== WHAT YOU SHOULD DO ==
Output as a JSON list of strings, one string per line with blank lines omitted, the lines of the data from the line containing "Objective: a point on each instance of the short" up to and including the line containing "Objective: a point on each instance of the greenhouse".

──────── DATA SHOWN

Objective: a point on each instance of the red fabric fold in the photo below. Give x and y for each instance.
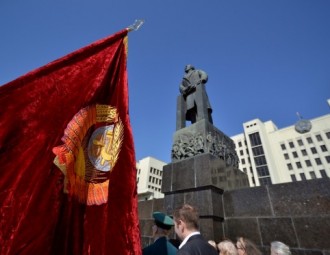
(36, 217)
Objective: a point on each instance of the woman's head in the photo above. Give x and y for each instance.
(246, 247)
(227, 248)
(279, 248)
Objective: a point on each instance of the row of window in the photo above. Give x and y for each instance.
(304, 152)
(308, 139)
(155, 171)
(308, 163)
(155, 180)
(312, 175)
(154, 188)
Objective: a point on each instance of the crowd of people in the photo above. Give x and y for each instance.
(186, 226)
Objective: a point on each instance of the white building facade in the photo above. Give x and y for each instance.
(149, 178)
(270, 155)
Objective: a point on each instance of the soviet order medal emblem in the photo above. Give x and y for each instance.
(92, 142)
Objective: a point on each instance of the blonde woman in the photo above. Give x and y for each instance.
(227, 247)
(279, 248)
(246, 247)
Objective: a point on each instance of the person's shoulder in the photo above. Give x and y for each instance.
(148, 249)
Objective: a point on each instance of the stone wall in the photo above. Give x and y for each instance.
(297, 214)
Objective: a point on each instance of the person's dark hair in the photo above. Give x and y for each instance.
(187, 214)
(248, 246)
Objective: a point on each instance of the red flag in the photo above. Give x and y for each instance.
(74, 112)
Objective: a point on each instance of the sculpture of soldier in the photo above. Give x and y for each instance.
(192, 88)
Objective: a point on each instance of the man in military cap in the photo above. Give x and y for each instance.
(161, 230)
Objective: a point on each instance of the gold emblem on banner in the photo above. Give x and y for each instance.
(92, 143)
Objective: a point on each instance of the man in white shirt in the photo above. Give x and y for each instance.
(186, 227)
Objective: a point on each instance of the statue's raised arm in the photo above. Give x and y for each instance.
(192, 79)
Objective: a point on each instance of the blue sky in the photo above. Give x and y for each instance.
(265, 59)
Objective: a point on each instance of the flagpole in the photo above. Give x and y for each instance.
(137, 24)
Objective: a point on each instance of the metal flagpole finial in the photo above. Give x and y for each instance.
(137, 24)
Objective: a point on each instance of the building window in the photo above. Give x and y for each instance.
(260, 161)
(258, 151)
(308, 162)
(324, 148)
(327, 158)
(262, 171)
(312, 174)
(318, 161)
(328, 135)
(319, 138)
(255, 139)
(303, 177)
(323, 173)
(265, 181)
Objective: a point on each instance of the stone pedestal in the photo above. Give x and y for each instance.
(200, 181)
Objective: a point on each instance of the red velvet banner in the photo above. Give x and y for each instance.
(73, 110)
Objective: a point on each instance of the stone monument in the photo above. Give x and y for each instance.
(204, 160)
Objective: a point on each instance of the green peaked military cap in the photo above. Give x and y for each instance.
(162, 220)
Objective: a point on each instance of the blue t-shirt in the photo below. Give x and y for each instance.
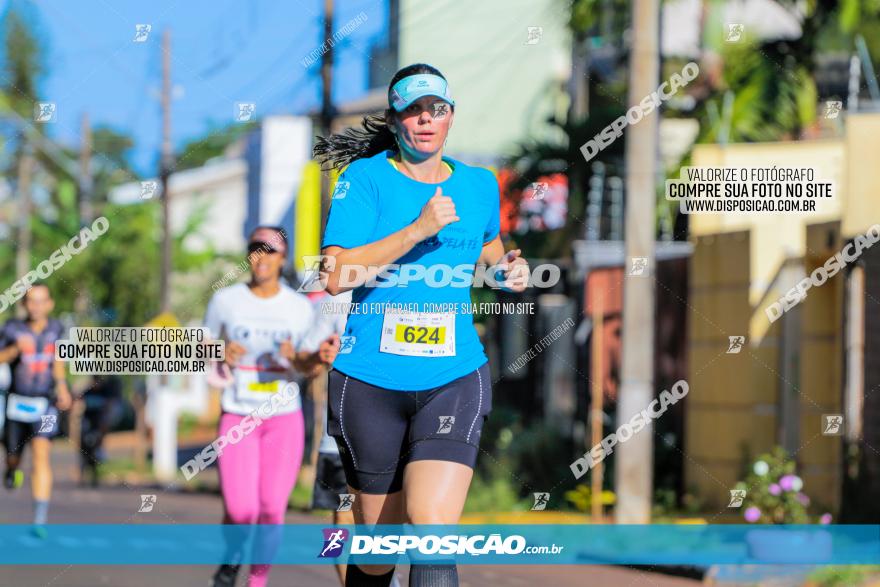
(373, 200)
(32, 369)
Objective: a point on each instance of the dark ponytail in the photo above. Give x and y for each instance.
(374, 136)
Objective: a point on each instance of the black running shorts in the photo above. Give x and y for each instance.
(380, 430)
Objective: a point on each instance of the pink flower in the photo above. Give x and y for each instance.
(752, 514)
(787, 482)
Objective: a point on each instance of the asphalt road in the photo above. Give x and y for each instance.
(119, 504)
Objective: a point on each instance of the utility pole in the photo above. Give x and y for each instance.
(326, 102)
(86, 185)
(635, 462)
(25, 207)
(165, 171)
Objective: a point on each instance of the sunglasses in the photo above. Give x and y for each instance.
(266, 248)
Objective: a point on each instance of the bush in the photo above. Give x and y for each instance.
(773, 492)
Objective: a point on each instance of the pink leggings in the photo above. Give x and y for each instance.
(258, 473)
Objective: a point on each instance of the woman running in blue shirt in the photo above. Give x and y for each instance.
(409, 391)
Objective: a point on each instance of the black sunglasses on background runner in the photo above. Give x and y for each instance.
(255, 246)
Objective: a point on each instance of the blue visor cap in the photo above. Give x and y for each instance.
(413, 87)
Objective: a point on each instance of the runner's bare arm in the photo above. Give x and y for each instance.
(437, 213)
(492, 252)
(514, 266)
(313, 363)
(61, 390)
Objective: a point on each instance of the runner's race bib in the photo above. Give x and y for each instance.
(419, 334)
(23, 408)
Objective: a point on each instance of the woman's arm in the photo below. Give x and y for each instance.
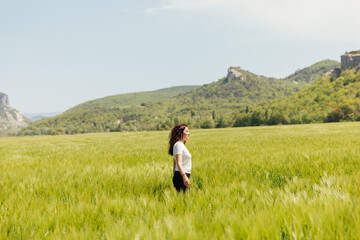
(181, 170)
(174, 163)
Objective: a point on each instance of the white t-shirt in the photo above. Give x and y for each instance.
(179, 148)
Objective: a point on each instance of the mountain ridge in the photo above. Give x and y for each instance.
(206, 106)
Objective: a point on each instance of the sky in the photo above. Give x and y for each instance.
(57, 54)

────────────────
──────── DATA SHOWN

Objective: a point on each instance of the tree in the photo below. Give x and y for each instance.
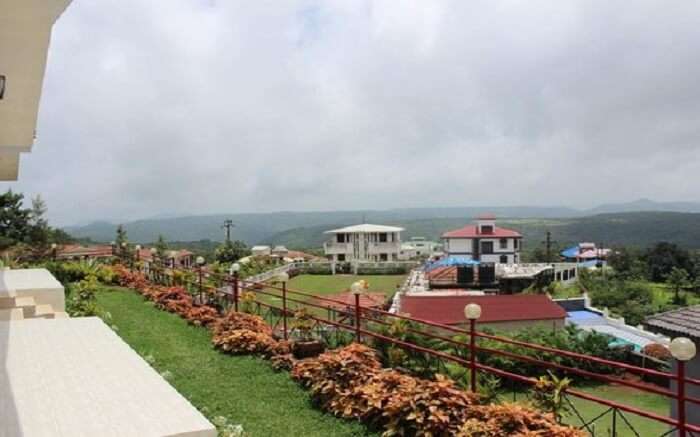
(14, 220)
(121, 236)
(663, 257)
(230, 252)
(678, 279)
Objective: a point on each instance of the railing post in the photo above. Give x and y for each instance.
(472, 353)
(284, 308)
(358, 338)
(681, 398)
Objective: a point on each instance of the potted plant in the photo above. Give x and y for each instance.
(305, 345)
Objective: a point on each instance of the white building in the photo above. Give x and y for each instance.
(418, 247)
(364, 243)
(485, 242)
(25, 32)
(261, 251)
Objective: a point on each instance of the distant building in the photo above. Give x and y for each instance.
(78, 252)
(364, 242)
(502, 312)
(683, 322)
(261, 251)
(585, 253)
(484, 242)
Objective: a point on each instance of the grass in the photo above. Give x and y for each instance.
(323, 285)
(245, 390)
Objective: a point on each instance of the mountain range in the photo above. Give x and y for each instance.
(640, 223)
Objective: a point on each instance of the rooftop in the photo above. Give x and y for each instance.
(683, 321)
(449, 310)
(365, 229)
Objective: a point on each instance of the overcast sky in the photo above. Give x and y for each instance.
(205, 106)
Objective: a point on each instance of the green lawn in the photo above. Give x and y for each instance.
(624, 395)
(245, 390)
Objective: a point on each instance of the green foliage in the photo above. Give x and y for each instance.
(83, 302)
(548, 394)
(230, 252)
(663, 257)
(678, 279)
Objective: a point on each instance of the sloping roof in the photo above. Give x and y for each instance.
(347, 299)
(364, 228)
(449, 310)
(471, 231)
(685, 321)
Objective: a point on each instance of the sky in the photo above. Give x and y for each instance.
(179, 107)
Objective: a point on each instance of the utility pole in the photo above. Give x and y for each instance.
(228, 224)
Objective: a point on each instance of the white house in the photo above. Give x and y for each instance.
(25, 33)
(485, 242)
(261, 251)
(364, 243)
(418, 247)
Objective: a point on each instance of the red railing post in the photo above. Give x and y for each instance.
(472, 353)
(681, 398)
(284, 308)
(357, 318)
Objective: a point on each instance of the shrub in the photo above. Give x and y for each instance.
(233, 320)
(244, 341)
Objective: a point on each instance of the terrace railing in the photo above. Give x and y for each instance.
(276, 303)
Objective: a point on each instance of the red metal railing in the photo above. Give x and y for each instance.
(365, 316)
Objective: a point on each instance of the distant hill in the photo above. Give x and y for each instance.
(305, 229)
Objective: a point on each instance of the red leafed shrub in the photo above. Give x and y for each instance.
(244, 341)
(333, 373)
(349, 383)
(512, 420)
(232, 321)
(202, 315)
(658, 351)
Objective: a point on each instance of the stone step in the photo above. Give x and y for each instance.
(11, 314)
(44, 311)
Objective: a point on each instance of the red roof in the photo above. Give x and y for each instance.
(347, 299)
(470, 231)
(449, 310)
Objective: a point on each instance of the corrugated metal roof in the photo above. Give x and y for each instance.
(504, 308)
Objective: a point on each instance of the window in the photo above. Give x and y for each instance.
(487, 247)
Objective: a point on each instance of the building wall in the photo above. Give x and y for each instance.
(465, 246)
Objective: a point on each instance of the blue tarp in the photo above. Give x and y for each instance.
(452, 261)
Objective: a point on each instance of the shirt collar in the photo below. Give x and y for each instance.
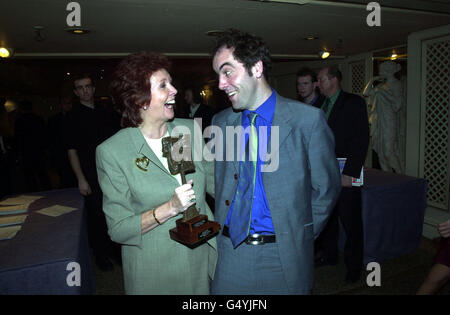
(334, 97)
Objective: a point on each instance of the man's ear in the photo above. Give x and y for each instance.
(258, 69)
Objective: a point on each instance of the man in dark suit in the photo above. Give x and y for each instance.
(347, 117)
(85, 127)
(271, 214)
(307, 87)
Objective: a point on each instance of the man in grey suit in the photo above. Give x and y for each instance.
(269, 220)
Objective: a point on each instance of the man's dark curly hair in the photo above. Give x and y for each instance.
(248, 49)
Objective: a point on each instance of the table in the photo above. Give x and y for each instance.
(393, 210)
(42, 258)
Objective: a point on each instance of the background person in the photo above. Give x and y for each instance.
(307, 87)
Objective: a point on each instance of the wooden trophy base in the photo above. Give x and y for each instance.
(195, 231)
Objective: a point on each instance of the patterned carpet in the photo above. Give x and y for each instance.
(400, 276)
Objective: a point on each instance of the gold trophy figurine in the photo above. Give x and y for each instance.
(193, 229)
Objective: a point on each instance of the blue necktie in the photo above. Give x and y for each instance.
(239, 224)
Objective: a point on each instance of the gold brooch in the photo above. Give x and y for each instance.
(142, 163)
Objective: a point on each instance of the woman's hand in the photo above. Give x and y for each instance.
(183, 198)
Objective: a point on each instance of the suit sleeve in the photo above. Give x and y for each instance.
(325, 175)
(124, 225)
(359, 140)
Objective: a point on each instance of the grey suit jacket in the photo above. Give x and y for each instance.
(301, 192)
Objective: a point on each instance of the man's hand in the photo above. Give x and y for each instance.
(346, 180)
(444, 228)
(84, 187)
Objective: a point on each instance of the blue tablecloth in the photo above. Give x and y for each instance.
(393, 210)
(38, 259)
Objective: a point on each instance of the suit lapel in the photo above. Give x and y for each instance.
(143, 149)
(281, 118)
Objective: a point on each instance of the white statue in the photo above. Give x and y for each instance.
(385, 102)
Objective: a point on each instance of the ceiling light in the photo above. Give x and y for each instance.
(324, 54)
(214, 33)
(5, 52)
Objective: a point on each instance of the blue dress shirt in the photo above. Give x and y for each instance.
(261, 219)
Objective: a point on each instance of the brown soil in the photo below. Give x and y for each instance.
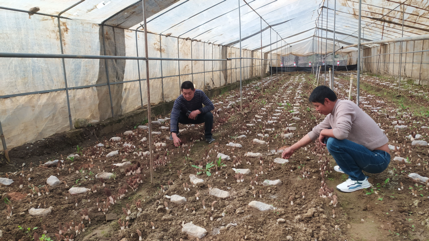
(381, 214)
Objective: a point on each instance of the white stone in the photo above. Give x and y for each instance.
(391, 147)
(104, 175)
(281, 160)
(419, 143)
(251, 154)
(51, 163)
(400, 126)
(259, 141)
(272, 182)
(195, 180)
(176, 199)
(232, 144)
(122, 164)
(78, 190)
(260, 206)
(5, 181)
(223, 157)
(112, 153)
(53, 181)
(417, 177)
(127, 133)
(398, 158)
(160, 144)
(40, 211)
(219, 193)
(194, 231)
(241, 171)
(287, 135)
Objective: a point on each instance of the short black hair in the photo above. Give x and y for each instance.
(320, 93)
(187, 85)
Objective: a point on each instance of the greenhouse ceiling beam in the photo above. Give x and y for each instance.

────────────────
──────── DATA SHOWN

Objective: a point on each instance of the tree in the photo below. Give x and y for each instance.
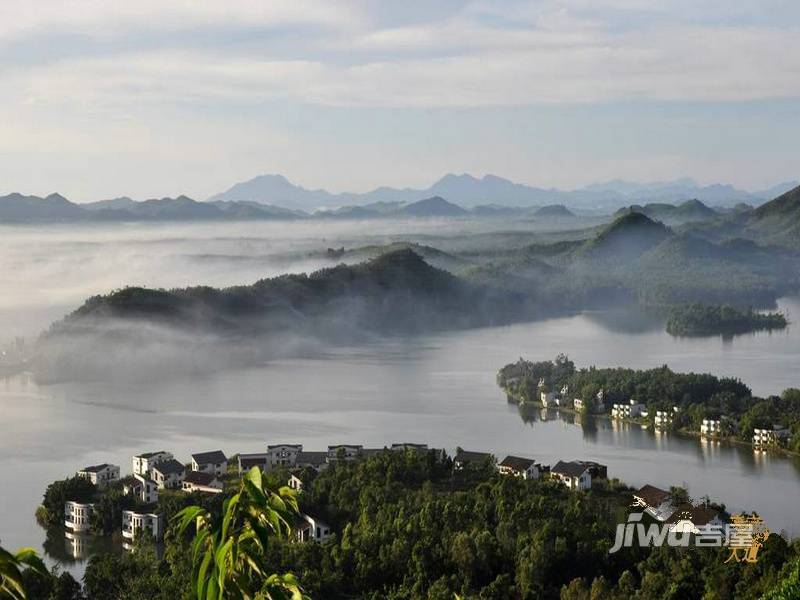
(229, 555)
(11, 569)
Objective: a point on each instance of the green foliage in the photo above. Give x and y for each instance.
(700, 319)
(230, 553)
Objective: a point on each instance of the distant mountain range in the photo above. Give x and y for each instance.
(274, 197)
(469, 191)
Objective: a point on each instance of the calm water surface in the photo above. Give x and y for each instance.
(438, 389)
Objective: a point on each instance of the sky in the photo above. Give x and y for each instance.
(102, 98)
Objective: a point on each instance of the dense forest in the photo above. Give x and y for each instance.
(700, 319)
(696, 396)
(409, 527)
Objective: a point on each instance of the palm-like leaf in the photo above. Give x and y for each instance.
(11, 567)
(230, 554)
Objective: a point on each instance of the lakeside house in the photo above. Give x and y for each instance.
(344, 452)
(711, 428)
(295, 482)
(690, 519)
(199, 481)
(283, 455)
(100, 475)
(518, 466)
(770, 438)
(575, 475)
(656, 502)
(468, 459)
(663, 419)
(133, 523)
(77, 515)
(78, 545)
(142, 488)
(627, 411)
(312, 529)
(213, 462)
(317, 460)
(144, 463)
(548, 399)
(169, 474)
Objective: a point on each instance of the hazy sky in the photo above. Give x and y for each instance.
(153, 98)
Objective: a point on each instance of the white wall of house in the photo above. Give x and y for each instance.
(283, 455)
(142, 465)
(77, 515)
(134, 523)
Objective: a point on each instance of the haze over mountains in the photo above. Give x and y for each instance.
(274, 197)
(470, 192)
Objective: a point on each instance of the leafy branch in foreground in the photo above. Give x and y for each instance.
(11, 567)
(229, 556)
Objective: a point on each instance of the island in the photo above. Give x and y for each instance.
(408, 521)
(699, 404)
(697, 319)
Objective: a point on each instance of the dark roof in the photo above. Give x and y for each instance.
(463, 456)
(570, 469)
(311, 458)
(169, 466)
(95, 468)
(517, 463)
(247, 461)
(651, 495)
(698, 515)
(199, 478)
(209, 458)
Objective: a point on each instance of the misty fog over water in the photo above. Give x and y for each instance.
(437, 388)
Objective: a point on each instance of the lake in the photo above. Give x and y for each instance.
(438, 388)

────────────────

== WRITTEN ANSWER ==
[
  "Objective: a point on each instance of the short black hair in the photo above. Give x and y for each instance.",
  "(320, 93)",
  "(187, 85)",
  "Objective: a point on each instance of the greenhouse ceiling beam in the photo above. Give x and y for each instance."
]